(Stored entries)

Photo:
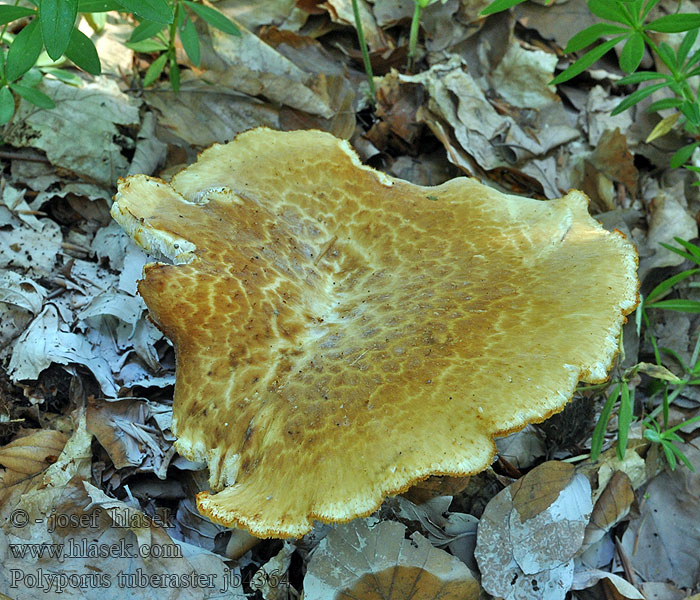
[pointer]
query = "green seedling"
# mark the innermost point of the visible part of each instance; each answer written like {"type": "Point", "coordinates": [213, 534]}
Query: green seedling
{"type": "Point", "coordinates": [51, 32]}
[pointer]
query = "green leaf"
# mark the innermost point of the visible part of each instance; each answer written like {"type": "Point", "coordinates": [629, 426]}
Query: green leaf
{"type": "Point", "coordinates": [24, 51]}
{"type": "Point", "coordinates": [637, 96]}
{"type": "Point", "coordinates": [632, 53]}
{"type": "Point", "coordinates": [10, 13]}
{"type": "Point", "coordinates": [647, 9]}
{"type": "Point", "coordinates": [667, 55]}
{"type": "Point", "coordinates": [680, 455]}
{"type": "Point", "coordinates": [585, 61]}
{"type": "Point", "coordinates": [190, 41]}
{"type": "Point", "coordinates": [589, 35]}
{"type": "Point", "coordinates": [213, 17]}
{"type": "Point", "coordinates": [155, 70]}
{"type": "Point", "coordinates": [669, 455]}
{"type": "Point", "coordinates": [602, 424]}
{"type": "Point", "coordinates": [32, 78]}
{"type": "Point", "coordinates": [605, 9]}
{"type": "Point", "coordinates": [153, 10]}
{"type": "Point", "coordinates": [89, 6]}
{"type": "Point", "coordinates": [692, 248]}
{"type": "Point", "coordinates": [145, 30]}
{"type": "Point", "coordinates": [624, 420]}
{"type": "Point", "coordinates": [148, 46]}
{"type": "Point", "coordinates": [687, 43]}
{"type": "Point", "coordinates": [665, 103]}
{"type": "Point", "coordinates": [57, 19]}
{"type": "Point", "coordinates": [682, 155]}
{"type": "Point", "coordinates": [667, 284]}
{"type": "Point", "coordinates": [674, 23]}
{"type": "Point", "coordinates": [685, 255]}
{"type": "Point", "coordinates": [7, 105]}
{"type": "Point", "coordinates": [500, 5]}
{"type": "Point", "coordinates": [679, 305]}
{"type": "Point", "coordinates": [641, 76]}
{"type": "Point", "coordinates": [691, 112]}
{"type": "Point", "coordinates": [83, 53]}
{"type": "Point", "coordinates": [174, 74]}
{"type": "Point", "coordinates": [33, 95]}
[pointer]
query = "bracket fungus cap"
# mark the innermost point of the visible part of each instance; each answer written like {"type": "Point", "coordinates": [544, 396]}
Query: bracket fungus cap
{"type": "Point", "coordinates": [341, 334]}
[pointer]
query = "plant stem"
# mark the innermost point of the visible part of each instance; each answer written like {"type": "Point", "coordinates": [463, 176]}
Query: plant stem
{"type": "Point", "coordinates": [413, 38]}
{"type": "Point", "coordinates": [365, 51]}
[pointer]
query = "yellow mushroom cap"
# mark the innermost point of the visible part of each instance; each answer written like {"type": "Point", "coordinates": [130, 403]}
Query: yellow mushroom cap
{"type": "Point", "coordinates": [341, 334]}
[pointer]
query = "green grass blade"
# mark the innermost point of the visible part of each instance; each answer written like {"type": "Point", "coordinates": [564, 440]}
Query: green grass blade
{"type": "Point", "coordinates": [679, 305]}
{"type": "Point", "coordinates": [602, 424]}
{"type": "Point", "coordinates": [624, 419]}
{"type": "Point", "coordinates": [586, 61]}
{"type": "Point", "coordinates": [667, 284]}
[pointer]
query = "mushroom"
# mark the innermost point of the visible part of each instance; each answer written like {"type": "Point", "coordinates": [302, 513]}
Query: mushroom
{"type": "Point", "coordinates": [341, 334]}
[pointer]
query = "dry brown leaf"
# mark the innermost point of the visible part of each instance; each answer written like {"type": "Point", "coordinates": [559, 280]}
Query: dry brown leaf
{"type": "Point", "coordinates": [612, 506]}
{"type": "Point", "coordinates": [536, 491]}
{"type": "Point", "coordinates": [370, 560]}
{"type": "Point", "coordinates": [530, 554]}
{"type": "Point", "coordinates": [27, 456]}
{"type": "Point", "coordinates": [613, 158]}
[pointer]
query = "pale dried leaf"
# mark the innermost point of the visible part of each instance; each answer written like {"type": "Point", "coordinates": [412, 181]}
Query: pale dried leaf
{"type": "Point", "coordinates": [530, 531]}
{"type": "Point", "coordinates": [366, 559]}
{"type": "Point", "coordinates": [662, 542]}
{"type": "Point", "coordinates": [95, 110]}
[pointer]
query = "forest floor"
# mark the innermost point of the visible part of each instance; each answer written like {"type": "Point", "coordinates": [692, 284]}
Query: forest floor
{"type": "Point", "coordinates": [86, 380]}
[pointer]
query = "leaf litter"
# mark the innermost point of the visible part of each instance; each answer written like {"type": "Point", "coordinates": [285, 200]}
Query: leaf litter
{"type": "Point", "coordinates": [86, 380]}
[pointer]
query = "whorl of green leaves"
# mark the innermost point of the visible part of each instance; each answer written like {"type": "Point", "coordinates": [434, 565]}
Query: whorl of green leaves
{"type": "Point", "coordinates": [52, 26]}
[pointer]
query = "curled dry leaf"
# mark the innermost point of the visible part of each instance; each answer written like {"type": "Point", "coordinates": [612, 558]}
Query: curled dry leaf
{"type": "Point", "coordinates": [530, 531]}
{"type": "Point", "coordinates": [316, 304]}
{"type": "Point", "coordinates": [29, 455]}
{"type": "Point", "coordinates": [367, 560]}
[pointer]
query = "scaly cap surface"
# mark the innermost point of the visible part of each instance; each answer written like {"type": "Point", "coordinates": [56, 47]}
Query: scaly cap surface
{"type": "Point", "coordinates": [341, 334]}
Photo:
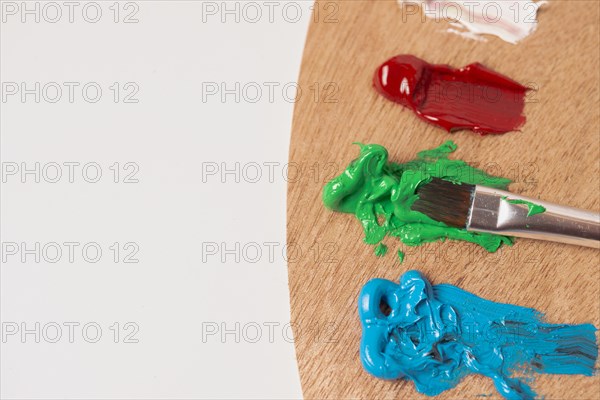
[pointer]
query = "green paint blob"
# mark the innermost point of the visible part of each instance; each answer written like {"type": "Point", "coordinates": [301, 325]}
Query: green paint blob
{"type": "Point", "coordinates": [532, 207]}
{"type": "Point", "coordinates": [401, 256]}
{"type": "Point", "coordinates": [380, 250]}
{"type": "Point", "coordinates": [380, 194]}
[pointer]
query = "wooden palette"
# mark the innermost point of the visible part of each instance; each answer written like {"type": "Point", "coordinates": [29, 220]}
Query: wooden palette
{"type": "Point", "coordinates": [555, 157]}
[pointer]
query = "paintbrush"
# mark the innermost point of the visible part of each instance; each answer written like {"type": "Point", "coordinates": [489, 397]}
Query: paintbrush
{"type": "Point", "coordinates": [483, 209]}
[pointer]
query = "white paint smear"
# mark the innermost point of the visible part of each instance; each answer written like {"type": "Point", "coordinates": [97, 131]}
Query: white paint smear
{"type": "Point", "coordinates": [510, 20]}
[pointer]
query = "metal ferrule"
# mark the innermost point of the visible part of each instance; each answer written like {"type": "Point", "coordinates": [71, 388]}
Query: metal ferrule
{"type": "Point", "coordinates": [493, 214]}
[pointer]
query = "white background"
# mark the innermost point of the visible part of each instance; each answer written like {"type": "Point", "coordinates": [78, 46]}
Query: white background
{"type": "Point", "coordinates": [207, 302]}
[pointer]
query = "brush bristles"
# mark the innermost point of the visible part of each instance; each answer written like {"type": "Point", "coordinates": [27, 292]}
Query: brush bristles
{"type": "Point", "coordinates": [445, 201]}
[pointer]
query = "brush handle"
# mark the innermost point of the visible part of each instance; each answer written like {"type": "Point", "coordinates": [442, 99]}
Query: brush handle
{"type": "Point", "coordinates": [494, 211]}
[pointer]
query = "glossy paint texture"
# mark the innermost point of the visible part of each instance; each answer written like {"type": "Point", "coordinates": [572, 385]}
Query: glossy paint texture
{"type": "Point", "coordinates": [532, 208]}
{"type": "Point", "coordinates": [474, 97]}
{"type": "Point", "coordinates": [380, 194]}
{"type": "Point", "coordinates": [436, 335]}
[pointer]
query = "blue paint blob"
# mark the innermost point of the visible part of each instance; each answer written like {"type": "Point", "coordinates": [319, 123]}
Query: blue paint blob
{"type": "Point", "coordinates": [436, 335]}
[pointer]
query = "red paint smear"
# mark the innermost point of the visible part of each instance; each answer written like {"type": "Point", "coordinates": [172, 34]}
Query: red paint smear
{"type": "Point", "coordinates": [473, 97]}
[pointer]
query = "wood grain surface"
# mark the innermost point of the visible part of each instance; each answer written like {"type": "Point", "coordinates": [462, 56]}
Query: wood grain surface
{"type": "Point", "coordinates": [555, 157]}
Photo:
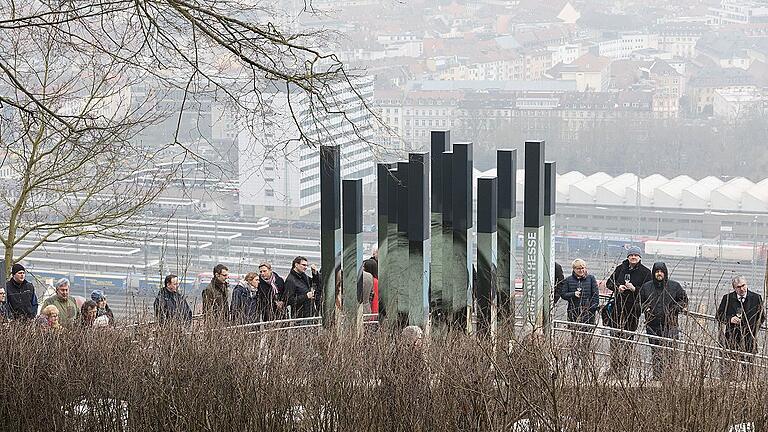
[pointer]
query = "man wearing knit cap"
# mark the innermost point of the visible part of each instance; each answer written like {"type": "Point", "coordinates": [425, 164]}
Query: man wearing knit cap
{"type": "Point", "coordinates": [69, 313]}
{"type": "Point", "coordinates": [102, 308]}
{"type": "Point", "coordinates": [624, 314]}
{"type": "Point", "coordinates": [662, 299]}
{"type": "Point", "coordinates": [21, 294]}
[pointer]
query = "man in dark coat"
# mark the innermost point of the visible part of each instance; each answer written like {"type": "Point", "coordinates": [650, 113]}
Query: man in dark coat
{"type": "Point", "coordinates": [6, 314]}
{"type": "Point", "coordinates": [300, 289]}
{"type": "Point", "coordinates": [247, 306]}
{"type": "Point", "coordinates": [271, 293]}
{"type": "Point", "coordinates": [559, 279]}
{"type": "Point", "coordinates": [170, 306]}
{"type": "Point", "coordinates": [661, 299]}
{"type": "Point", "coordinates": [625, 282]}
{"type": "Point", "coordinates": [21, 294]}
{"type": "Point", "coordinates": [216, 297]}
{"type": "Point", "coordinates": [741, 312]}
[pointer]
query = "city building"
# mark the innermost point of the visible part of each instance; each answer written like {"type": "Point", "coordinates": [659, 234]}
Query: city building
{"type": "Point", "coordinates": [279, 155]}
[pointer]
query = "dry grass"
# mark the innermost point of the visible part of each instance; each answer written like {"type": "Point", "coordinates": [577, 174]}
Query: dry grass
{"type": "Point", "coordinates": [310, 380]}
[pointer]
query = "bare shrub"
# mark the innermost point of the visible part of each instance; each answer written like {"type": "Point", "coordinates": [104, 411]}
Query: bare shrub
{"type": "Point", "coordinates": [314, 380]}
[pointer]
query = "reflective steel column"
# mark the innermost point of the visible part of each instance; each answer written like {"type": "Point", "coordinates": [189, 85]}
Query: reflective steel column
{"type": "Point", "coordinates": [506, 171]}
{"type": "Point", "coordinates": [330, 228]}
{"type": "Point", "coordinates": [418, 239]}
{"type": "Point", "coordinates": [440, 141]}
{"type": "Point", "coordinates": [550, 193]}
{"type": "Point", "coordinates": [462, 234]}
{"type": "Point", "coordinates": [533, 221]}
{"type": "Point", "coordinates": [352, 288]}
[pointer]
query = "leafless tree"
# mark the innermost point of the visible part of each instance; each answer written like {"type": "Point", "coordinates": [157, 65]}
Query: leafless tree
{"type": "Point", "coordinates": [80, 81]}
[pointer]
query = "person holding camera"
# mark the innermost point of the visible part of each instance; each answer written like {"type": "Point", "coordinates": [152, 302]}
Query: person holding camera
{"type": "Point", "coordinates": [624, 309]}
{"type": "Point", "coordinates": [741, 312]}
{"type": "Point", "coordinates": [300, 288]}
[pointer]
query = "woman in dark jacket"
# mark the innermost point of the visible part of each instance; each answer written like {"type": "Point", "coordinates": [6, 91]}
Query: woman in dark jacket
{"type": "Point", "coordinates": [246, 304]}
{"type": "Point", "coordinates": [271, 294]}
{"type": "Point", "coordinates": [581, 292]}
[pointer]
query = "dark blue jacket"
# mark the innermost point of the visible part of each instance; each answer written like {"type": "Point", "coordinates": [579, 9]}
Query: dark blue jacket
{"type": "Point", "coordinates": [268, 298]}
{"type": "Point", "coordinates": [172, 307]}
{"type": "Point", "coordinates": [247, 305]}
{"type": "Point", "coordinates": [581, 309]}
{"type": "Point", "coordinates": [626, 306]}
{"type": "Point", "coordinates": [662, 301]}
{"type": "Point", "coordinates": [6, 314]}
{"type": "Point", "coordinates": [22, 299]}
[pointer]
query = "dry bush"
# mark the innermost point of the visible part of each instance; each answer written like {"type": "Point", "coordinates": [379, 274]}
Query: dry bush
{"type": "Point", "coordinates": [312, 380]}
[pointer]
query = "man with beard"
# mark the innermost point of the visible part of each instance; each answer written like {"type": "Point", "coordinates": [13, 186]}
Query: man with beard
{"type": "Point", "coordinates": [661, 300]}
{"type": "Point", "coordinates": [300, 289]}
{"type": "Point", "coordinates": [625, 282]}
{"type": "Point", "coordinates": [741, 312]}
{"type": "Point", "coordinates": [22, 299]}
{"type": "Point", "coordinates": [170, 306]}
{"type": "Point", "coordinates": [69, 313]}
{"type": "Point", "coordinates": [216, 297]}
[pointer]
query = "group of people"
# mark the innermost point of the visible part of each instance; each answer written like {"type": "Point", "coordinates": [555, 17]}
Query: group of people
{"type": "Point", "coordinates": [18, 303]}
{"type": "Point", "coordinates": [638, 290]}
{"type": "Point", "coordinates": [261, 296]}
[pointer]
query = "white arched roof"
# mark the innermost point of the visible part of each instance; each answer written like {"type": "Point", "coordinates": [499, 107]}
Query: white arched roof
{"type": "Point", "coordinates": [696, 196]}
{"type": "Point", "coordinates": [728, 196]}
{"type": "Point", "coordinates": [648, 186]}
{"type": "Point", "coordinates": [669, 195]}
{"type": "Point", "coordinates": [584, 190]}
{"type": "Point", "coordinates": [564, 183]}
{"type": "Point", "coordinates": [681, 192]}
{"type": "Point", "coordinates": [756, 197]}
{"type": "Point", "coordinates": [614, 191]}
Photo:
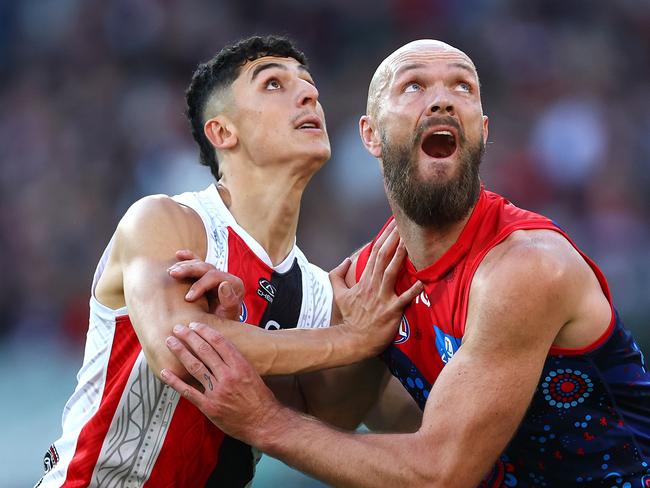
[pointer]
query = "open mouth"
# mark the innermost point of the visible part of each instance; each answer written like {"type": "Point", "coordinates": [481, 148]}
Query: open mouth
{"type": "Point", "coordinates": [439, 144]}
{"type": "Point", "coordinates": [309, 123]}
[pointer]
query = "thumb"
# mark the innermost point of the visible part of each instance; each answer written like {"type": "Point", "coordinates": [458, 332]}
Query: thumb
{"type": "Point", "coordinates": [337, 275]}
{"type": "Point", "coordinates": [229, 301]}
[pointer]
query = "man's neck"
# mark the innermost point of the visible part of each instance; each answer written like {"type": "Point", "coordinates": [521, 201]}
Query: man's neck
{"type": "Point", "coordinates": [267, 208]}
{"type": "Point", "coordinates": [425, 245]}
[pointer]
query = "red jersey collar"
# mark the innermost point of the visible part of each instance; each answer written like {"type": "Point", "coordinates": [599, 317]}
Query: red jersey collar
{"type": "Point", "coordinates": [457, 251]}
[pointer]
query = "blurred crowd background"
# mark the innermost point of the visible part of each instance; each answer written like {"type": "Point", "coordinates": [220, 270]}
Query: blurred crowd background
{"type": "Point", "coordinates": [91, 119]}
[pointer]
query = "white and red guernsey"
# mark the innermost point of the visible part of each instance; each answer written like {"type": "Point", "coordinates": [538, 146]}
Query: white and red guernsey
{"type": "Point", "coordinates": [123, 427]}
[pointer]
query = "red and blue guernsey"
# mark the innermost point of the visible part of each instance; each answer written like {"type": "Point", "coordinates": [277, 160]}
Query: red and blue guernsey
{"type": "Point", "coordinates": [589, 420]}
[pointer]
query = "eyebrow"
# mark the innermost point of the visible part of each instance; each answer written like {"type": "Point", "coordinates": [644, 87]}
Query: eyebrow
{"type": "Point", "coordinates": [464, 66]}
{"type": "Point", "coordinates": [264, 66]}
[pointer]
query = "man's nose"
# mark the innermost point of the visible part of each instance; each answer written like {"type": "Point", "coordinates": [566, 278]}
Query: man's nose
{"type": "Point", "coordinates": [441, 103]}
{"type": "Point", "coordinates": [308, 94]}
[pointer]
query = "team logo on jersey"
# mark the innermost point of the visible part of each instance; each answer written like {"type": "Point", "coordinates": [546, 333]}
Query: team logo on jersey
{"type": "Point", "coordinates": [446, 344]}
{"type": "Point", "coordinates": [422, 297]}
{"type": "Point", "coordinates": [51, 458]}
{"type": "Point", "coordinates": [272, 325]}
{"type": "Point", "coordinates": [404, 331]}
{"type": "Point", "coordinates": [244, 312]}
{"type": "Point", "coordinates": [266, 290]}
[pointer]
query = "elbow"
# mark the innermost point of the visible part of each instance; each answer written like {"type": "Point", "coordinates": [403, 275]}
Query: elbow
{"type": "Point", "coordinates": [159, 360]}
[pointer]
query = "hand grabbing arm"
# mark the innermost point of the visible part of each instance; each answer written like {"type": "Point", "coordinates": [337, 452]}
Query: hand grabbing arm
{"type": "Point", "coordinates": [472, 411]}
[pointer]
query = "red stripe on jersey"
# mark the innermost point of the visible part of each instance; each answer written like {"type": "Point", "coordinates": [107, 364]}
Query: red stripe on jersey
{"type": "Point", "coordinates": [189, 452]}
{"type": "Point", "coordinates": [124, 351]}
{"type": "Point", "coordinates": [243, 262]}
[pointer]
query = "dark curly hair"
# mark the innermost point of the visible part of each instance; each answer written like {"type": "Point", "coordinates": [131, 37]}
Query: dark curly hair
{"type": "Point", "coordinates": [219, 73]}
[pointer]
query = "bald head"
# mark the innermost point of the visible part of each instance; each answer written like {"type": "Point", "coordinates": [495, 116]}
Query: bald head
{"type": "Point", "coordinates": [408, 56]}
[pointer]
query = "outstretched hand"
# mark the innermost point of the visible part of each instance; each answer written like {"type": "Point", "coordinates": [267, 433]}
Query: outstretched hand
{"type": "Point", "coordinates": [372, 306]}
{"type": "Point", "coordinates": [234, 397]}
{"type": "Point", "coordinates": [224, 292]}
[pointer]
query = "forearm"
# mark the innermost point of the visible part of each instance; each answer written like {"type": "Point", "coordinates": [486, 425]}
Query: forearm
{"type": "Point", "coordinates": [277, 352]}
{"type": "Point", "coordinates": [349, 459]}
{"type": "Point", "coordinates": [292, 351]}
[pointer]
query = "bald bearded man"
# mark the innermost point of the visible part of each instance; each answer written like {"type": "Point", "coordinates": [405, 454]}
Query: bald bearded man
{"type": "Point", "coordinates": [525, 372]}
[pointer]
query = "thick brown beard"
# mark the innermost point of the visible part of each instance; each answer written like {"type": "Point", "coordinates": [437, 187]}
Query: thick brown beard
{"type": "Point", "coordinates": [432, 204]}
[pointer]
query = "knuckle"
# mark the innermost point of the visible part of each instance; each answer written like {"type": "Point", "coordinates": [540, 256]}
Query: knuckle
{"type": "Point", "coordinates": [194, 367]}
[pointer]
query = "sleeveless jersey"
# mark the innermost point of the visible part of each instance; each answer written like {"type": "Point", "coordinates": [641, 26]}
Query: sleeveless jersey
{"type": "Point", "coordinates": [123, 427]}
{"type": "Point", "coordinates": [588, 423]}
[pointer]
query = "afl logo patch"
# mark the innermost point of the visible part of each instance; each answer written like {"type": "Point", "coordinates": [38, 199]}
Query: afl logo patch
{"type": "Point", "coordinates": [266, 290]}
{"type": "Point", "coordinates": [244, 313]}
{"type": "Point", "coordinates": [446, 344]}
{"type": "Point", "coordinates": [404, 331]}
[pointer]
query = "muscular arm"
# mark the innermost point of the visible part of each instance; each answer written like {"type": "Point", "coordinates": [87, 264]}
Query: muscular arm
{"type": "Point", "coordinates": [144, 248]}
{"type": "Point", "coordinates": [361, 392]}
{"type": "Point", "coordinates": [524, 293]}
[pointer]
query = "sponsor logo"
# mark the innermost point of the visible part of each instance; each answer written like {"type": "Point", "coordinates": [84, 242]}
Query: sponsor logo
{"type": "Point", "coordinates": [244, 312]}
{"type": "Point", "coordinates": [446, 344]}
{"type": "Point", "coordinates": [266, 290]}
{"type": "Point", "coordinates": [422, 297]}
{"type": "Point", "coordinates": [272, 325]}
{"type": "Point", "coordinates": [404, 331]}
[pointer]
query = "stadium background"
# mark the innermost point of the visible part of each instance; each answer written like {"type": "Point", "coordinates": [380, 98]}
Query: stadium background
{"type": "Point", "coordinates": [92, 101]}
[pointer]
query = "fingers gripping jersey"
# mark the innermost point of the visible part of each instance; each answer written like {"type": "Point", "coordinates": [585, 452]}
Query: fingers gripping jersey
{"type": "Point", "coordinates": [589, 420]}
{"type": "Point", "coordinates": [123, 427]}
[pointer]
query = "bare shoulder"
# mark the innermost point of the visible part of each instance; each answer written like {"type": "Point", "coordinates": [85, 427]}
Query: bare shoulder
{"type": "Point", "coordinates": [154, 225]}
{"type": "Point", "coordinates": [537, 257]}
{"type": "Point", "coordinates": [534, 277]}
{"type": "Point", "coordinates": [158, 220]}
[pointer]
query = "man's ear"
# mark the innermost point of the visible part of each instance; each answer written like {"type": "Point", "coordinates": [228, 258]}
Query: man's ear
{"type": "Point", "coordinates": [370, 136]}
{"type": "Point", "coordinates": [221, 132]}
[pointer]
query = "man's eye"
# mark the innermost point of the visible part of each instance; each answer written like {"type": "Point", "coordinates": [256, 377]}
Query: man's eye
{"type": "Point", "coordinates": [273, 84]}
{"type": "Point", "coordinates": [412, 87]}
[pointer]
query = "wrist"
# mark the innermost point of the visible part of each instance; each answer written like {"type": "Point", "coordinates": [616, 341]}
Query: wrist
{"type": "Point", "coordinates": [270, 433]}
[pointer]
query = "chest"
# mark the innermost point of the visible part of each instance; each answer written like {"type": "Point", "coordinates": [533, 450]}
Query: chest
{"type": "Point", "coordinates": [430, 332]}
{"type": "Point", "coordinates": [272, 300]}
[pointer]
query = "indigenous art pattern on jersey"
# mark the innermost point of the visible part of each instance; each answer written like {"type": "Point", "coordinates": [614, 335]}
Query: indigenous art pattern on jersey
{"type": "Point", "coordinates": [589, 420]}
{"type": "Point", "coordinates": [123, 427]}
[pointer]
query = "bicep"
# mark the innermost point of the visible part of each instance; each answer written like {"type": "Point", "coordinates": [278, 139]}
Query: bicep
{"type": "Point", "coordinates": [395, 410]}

# Task prompt
Extract every line of the stored entries above that contains the string "sponsor", matching case exactly.

# Full answer
query = "sponsor logo"
Query: sponsor logo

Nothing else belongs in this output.